4. Developed simulation model Modeling CTS using an object-oriented approach is reasonable for the following two reasons: 1. Object and physical entity correspondence: It is possible to establish a one to one correspondence between model objects and system entities (i.e. a transporter class with class instances corresponding to individual transporter: transfer crane, gantry crane, yard tractor, etc.). Such a correspondence between model units and physical components makes the modeling process more accessible and intuitive. This correspondence also makes the model-based reasoning process more straightforward and potentially more efficient. 2. System hierarchy and model hierarchy correspondence: A higher level mapping between the actual system and the model can also be achieved at the structural level. Explicit representation of that hierarchy is often important

in solving control problems. Once again, such hierarchies are easily implemented in ‘classcascading’. Hierarchical modeling also gives the additional advantage of viewing and manipulating the system model at various levels of abstraction.

• **JOBS**:
a - Translate this sentence from the passage on the simulation model into Spanish: "Such a correspondence between model units and physical components makes the modeling process more accessible and intuitive."
b - Reproduce word for word the part of the passage on the simulation model running from "in solving control" down to "levels of abstraction.".

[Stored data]
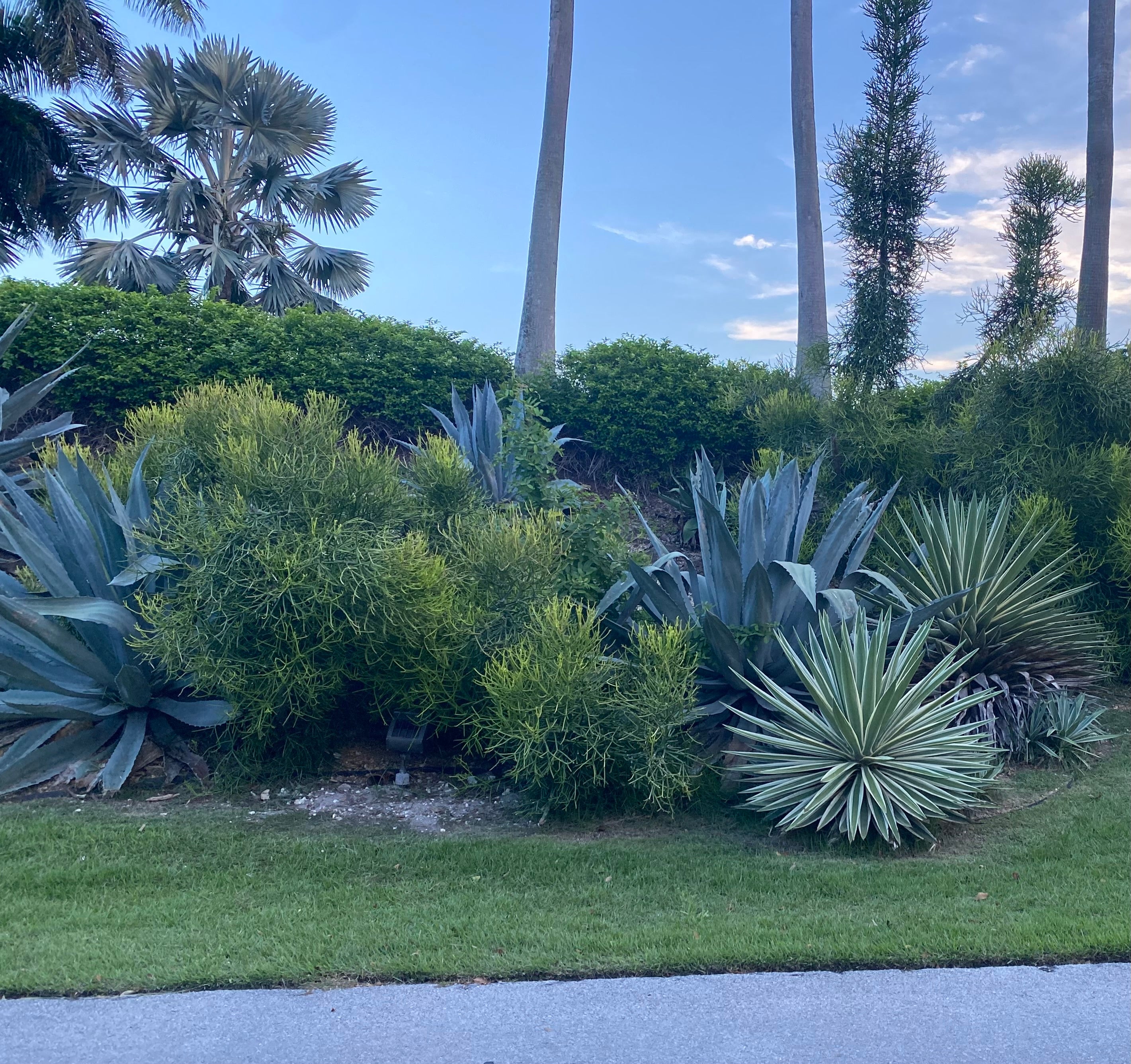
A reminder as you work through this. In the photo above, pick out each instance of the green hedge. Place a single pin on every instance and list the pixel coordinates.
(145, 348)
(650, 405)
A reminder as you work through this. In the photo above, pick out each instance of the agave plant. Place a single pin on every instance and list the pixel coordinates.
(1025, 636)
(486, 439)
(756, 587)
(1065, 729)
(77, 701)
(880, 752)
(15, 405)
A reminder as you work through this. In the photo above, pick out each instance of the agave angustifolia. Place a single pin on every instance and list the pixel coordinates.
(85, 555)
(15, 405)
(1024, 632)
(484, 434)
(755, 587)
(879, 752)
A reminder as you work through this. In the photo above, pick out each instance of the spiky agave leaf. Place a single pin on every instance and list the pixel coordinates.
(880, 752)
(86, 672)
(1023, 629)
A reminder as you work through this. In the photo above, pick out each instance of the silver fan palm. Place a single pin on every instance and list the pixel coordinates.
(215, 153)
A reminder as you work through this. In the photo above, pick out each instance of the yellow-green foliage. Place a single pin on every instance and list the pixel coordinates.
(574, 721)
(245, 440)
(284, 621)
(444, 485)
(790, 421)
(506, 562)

---

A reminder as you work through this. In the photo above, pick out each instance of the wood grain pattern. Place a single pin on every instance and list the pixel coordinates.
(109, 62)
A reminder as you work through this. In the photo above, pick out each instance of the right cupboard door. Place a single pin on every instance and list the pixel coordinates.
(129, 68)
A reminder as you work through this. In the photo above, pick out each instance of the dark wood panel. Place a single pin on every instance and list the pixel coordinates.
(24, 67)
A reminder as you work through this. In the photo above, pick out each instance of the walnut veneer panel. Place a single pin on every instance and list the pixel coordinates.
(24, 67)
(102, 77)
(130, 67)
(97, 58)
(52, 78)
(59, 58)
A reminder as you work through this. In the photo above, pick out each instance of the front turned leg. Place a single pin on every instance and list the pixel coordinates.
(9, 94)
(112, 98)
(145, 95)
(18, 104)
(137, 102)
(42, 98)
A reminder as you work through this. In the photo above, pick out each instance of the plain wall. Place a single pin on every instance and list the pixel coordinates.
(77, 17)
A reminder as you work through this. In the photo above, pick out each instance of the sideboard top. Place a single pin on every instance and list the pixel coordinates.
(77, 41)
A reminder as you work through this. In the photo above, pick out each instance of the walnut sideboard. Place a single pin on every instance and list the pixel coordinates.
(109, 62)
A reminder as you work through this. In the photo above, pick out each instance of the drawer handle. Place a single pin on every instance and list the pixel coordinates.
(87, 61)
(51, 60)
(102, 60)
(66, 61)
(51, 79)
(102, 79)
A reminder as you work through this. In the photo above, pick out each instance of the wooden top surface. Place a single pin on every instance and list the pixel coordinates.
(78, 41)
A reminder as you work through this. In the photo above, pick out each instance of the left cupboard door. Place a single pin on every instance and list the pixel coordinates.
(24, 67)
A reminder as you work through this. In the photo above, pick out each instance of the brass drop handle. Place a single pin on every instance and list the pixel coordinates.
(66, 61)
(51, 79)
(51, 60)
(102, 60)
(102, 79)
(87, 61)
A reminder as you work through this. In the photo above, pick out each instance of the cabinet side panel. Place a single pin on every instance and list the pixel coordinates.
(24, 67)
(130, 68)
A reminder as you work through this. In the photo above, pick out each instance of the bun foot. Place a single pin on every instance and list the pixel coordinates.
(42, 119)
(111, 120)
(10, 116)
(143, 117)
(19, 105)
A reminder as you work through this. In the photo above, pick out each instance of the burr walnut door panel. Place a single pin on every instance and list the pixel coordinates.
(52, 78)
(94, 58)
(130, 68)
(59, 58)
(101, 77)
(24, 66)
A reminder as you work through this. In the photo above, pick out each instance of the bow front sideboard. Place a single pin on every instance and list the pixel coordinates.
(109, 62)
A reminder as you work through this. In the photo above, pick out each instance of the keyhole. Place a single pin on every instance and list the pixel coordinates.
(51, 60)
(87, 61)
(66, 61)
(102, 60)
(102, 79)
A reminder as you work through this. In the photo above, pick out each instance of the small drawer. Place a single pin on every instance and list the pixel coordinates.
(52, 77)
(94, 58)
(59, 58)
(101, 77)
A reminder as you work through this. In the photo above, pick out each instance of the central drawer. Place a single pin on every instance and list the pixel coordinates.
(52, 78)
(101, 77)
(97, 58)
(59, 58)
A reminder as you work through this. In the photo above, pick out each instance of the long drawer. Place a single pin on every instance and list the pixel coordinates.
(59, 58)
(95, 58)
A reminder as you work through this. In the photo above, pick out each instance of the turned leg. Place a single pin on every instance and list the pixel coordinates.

• **SOLUTIONS TO THE TASKS**:
a - Dicha correspondencia entre las unidades del modelo y los componentes físicos hace que el proceso de modelado sea más accesible e intuitivo.

b -
in solving control problems. Once again, such hierarchies are easily implemented in ‘classcascading’. Hierarchical modeling also gives the additional advantage of viewing and manipulating the system model at various levels of abstraction.